**YOUR OBJECTIVE:**
Every entry must be copied word for word.

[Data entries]
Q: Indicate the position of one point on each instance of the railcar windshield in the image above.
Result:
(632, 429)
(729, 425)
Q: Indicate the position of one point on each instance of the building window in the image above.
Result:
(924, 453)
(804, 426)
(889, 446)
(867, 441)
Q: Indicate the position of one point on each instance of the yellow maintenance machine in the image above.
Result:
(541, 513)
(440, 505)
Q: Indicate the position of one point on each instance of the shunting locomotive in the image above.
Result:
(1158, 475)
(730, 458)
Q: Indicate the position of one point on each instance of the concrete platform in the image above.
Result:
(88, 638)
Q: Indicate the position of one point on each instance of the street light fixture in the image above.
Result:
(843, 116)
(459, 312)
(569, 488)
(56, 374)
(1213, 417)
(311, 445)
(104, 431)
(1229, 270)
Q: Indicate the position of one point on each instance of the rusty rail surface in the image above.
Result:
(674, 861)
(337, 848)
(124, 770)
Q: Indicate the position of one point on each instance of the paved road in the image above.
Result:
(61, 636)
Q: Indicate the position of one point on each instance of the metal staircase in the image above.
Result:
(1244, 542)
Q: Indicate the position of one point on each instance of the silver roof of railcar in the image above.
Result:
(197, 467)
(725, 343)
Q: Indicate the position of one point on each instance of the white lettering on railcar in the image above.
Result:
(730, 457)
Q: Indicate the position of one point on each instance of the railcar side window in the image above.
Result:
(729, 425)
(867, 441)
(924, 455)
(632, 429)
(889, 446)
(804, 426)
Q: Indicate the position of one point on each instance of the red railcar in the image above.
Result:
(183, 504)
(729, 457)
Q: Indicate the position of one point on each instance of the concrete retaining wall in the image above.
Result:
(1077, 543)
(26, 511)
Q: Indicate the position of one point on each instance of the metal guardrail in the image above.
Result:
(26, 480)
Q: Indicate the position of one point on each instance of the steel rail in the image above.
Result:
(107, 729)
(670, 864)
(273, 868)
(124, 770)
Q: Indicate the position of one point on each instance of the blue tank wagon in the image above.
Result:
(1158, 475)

**COMPLETE OUTPUT:**
Q: Indicate the position of one point on each instance of the railcar windshield in the image above.
Result:
(632, 429)
(729, 425)
Q: Indicate the position of one point on each instance of the building window in the image above.
Result:
(924, 453)
(804, 426)
(889, 446)
(867, 441)
Q: Indicate the position of one point on each instance of the yellow maintenance machine in the image above.
Result:
(541, 513)
(440, 505)
Q: Indicate the position of one point on each instance of the shunting locomotive in the image above.
Result:
(1158, 475)
(730, 458)
Q: Indicate the position of one point on each instance of the concrete platform in the image above.
Result:
(88, 638)
Q: Indicate the position of one point on each instance of the street light fixture in the image above.
Result:
(843, 116)
(459, 312)
(569, 488)
(56, 374)
(1213, 417)
(311, 445)
(104, 431)
(1229, 270)
Q: Indicate the position of one point on each instance of the rusty rail surface in the image above.
Result:
(674, 861)
(337, 848)
(124, 770)
Q: Indicate the position of one point on each instance of the paved road in the image above.
Result:
(61, 636)
Q: Indicate the position of one point on each instance of the metal staircase in the image above.
Result:
(1244, 542)
Q: Indicate the position of one point on each instance of the silver roof of railcar in the image above.
Result:
(197, 467)
(725, 343)
Q: Indicate the position of one point on each instance of the white lettering on railcar in the image above.
Result:
(730, 457)
Q: Indicate the position of one point on each instance of the railcar side window in the image above.
Result:
(729, 425)
(867, 441)
(924, 455)
(632, 429)
(889, 446)
(804, 426)
Q: Indicate the position of one point on each instance of the red railcar in the image above.
Result:
(183, 504)
(729, 457)
Q: Indicate the position of one point on each instance of the concrete retaining wall in the image above.
Result:
(1077, 543)
(26, 511)
Q: Indicate the position of one point on each instance of the metal guardrail in the image above.
Result:
(26, 480)
Q: Indicate the position of one point on each instance of the steel rail in the image above.
Result:
(107, 729)
(670, 864)
(273, 868)
(124, 770)
Q: Indicate the position of one point on each instance of the blue tank wagon in the image above.
Result:
(1158, 475)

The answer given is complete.